* [Exercise directions]
Show every line of the material below that contains the string "target". Case counts.

* [Data in this exercise]
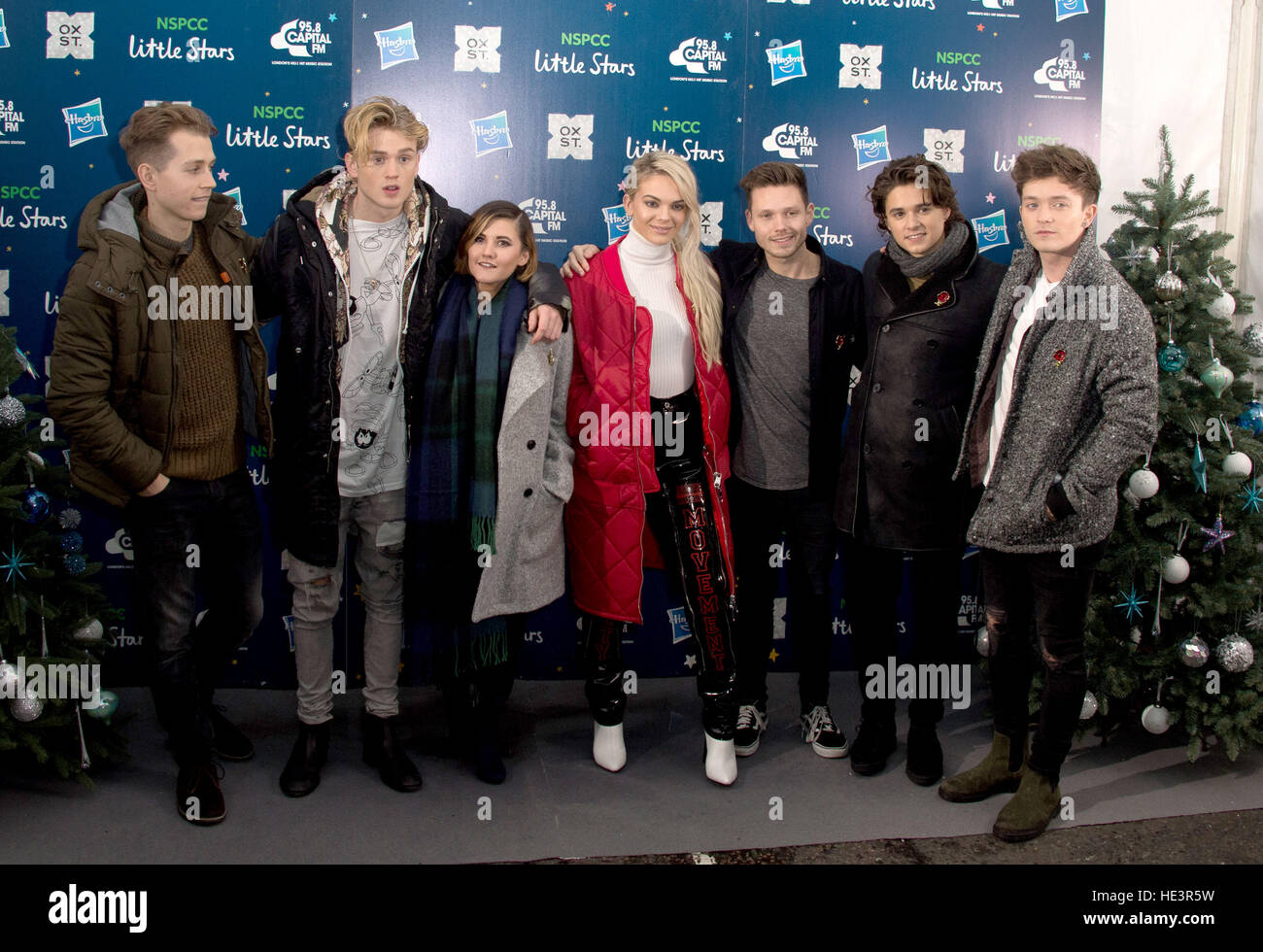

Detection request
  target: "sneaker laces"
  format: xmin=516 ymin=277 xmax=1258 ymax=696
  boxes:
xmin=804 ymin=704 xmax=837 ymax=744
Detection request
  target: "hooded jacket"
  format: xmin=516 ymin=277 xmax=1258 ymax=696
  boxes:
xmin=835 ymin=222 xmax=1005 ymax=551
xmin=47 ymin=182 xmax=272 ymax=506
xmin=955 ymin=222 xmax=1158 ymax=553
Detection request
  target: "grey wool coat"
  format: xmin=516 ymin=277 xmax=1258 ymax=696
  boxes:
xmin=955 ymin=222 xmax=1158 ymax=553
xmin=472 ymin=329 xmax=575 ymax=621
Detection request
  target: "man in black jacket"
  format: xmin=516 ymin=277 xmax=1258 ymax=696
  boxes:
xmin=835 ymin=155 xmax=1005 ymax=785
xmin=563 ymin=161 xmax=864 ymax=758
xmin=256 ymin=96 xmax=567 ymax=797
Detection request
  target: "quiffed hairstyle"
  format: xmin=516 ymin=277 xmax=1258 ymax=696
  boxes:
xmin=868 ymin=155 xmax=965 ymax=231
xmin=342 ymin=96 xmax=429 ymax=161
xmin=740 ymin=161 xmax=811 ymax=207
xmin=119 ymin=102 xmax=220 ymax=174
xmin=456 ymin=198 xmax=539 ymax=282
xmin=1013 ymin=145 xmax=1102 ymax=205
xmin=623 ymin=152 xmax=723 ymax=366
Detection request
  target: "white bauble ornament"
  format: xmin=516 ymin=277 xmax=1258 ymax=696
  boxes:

* [Task solution]
  target: "sneaker laces"
  target: "hooded jacket"
  target: "grey wool coat"
  target: "man in black jacket"
  target: "quiffed hairstyle"
  target: "white bauble ornament"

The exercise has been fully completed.